Pointing records
»»
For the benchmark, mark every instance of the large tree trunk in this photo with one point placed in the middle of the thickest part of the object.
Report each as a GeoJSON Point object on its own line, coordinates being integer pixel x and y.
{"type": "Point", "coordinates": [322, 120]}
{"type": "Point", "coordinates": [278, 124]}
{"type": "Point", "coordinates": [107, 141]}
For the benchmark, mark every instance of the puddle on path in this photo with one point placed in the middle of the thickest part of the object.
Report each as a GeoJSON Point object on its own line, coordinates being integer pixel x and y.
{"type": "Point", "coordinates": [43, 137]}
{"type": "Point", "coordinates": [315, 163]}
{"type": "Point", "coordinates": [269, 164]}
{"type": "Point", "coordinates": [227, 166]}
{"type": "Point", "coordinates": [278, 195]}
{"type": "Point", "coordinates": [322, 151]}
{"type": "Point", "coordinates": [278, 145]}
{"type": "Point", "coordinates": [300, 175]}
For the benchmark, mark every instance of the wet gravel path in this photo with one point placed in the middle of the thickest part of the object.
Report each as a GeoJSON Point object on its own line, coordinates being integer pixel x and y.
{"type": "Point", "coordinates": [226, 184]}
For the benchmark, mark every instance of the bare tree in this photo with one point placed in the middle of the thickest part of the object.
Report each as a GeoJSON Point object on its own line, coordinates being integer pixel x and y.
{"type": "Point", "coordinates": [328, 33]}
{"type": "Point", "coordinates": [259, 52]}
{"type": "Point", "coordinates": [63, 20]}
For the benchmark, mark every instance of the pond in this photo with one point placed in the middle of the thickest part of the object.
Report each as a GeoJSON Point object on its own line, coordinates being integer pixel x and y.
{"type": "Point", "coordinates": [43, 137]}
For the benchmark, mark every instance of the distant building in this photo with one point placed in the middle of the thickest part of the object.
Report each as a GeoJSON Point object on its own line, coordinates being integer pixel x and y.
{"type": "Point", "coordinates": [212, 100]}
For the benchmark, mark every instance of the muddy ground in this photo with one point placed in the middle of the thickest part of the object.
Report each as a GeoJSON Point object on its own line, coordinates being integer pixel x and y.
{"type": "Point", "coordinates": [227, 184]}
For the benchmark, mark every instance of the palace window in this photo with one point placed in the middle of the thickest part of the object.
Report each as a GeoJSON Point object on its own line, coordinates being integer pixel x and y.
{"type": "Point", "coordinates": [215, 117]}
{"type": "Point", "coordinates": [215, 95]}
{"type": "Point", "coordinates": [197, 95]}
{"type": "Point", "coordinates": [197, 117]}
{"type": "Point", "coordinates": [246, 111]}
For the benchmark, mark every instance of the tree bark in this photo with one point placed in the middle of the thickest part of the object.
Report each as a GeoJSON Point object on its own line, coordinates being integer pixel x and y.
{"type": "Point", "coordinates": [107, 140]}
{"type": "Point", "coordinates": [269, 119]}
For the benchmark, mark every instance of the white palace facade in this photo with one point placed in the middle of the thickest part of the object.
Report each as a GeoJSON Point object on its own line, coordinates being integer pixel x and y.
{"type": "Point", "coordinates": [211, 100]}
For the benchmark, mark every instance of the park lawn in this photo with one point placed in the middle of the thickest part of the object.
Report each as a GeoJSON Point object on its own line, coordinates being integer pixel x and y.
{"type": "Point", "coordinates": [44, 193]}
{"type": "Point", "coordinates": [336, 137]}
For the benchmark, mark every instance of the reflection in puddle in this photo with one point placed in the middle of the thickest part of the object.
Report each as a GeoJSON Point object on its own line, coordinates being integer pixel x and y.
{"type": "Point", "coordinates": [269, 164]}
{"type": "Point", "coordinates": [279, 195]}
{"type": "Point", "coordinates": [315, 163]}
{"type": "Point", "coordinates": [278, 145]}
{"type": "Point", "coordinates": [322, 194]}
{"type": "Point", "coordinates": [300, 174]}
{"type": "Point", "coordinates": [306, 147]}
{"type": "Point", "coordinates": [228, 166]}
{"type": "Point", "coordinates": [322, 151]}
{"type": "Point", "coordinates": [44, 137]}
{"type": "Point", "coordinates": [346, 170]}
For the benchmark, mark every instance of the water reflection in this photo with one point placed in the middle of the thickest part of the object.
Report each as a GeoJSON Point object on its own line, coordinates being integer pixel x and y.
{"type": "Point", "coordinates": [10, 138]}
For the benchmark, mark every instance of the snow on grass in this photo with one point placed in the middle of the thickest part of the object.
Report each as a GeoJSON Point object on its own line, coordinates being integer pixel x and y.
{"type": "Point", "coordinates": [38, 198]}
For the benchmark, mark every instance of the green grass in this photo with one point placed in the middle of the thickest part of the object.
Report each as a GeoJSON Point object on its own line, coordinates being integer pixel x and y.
««
Task details: Your task is to reproduce, exactly and exclusively, the lines from the one holding "For the benchmark, mark every instance of the water" through the final line of the listing.

Output for this task:
For the benchmark, mark every instance of the water reflection in this photo with one point placed in the middle of the thickest part of the object.
Report each as a GeoJSON Point object on its own line, coordinates being integer pixel x and y.
{"type": "Point", "coordinates": [10, 138]}
For the benchmark, mark every instance of the snow on grass in this photo with one point placed in the middle of the thickest part of the object.
Report each as a GeoJSON Point object on its own line, coordinates being integer pixel x and y.
{"type": "Point", "coordinates": [38, 198]}
For the benchmark, mark every instance of the green grass in this photo with one point placed in the middle of the thickest part of the object.
Report each as a GeoJSON Point object on its own line, coordinates being integer pixel x and y.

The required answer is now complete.